- **WHAT IS EXPECTED**: Word for word, set down every line of the entries below from the line with "[locate] the wall-mounted" to the line with "[locate] the man's gray", including both, and no other line.

- **DATA EXTRACT**:
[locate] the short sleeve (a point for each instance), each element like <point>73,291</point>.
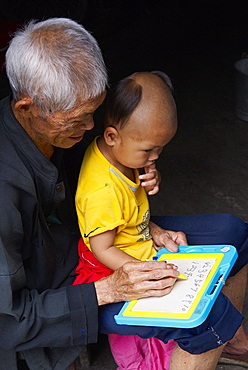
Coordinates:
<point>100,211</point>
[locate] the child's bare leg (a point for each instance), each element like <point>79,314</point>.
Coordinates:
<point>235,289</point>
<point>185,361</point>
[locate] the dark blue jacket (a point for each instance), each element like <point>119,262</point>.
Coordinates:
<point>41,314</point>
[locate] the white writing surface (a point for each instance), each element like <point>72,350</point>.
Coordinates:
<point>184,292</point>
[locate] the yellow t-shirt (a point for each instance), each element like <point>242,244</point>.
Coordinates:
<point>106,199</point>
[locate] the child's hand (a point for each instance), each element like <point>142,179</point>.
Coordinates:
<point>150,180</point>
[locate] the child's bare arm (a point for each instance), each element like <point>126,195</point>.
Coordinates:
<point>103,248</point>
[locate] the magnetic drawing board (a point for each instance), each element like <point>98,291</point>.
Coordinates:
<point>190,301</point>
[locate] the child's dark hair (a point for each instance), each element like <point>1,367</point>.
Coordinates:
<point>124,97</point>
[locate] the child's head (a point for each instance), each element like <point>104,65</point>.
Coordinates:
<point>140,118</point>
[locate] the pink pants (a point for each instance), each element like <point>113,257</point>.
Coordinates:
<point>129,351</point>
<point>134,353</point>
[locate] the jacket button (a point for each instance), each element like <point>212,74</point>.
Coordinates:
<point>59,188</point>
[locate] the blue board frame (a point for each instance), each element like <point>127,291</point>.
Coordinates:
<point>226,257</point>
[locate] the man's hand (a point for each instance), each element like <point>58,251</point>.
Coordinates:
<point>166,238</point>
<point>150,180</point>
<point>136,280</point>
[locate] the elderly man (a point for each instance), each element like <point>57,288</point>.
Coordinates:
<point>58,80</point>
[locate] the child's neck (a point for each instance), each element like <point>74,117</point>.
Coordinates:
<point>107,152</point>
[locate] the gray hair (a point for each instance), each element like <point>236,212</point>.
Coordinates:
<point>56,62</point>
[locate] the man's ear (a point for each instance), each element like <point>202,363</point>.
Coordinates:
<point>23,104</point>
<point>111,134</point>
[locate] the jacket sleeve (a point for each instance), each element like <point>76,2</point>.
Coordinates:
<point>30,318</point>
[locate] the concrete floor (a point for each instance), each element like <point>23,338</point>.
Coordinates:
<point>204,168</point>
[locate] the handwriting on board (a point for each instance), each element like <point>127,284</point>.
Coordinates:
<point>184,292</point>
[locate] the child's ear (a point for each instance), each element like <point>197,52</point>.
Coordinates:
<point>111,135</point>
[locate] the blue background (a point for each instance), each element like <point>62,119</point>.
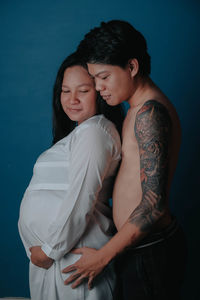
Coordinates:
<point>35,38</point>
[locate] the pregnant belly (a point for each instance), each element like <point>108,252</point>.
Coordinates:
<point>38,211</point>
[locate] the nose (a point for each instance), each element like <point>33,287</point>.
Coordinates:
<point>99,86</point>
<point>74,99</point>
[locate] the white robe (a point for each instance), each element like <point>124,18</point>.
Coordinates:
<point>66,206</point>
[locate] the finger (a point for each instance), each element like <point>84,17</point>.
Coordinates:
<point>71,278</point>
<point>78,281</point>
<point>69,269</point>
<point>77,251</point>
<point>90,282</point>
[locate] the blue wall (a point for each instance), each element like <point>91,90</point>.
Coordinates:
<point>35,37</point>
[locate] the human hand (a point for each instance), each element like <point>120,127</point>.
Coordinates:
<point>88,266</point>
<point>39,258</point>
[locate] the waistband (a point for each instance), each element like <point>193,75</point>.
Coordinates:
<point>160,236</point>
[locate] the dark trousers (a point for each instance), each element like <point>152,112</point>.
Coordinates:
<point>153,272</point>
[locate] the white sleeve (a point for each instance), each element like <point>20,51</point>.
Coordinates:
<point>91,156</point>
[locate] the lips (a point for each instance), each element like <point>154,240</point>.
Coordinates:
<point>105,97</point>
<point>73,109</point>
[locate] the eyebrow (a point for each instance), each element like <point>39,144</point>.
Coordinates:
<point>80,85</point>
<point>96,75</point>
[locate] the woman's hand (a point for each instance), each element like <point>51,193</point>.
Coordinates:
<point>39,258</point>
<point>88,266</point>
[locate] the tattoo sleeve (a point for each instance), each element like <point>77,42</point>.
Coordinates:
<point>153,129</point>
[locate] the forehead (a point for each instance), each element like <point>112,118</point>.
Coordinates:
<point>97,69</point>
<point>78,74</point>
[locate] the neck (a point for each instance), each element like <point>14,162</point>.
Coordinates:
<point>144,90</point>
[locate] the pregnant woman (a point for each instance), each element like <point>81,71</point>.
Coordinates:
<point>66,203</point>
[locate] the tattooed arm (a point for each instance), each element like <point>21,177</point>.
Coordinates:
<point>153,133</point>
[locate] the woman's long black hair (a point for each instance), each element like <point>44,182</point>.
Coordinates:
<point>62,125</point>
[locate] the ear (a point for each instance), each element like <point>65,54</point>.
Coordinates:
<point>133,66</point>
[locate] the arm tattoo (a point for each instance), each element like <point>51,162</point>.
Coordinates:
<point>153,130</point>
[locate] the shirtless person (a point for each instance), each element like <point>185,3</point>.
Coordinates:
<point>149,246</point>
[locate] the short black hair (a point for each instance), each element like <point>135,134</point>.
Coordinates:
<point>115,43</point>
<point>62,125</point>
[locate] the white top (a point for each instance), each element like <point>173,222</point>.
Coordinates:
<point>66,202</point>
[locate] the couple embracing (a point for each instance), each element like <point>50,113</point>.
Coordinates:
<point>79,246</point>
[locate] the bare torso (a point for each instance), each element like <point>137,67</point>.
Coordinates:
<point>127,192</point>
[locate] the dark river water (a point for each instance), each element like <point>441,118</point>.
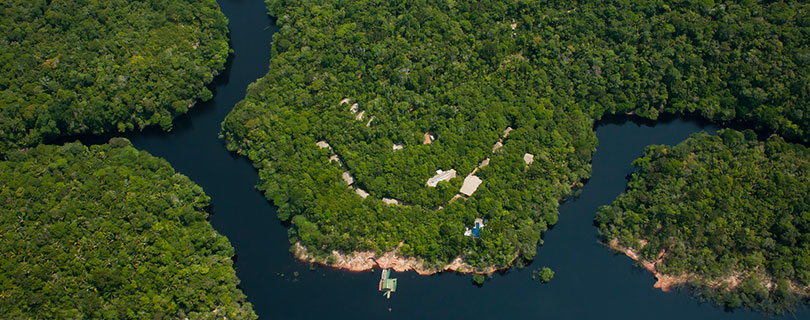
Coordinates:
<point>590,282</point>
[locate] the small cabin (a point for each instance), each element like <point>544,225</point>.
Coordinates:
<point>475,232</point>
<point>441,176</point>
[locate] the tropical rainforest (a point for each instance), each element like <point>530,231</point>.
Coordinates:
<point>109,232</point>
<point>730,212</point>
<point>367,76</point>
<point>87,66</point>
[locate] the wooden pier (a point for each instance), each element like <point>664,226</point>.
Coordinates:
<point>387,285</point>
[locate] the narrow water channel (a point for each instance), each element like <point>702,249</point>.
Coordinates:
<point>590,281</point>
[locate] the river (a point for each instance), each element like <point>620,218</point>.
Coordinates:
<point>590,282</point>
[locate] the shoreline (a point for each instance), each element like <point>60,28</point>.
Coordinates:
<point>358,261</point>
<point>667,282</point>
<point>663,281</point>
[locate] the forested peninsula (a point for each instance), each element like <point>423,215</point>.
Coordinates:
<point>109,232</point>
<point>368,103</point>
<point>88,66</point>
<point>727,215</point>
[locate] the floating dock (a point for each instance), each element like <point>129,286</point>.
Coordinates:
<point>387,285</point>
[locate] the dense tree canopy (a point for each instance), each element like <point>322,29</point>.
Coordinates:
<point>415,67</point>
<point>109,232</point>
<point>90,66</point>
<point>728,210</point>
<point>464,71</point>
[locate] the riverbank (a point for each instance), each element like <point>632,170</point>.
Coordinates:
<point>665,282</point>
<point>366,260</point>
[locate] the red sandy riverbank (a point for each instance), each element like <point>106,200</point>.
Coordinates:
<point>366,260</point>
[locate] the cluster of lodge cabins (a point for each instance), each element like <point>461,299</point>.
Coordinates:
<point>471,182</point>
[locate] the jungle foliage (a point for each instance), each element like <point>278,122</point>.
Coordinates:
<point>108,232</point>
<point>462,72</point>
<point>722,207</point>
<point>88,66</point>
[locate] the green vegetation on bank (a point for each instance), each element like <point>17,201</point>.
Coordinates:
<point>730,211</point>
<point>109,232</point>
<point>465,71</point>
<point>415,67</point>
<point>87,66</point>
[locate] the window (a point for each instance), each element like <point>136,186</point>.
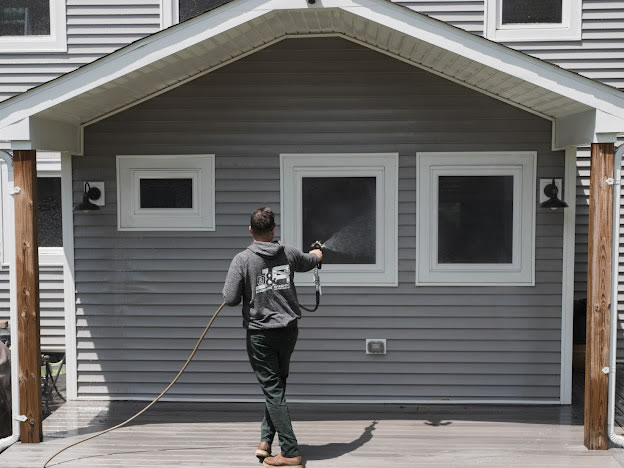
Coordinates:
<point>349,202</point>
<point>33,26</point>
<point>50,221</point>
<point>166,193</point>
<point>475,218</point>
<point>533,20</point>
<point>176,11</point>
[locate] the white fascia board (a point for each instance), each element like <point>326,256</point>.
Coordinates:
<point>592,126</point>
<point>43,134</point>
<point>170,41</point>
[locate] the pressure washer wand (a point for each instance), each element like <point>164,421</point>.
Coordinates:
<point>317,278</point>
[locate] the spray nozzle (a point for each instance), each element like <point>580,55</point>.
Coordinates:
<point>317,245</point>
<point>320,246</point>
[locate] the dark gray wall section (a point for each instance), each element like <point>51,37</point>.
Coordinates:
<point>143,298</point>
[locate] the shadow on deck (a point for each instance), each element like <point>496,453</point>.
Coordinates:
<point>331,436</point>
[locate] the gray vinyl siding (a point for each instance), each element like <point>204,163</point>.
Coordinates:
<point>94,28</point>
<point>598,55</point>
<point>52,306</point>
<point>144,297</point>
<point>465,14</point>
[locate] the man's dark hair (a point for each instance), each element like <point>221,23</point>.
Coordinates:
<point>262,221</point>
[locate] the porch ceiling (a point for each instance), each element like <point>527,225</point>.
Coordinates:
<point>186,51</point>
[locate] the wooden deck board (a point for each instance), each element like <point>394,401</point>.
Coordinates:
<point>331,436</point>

--

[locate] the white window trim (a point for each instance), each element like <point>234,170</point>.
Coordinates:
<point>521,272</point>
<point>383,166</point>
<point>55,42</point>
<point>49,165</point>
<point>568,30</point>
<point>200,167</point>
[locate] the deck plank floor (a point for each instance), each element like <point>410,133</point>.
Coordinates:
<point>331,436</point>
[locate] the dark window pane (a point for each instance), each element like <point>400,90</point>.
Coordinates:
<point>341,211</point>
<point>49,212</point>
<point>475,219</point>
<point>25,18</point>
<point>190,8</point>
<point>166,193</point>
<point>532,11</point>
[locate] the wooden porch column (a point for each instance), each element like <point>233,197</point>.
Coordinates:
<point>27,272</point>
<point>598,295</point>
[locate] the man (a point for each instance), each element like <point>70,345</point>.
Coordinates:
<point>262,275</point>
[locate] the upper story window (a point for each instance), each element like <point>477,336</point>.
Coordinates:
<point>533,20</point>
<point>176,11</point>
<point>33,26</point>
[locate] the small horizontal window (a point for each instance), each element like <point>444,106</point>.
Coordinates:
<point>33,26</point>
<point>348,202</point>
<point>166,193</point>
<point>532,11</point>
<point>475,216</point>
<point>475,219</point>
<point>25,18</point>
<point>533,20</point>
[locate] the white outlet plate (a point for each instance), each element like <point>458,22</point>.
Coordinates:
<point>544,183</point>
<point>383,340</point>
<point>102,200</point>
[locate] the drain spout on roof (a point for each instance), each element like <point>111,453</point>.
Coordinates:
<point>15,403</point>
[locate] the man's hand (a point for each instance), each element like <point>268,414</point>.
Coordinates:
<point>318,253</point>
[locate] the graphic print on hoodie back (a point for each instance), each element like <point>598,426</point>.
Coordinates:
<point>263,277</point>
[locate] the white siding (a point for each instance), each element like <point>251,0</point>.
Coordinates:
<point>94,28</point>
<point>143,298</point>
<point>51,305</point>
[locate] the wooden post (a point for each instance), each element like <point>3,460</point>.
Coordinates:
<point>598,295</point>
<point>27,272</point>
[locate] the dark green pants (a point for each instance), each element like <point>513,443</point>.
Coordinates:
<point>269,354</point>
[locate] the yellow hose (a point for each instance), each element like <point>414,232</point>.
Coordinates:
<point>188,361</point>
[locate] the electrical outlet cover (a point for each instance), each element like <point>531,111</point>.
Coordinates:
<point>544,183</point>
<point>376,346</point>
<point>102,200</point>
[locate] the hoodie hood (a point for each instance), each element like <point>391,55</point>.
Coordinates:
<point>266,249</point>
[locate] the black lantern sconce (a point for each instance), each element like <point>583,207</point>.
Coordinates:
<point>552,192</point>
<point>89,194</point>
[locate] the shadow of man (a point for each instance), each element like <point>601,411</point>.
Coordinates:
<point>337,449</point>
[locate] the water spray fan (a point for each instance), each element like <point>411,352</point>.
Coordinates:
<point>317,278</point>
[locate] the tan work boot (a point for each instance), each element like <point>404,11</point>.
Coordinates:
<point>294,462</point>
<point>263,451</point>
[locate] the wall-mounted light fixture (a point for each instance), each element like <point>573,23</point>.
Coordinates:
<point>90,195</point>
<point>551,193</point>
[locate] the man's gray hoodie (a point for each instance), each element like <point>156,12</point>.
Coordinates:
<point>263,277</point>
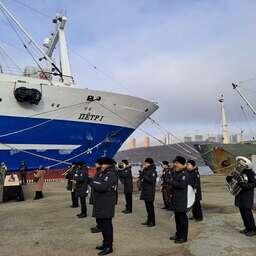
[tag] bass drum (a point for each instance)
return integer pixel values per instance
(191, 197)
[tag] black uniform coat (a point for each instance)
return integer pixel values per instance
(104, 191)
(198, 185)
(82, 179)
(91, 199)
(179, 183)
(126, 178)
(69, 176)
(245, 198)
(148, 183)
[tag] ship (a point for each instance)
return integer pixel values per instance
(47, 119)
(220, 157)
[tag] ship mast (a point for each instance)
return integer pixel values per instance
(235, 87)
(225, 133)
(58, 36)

- **EXERCISE RESPONSE**:
[locate] the wall-mounted light fixture (a point for each instance), each element like <point>573,23</point>.
Coordinates:
<point>90,195</point>
<point>551,193</point>
[locate] the man's gray hoodie (a point for each instance), each element like <point>156,12</point>.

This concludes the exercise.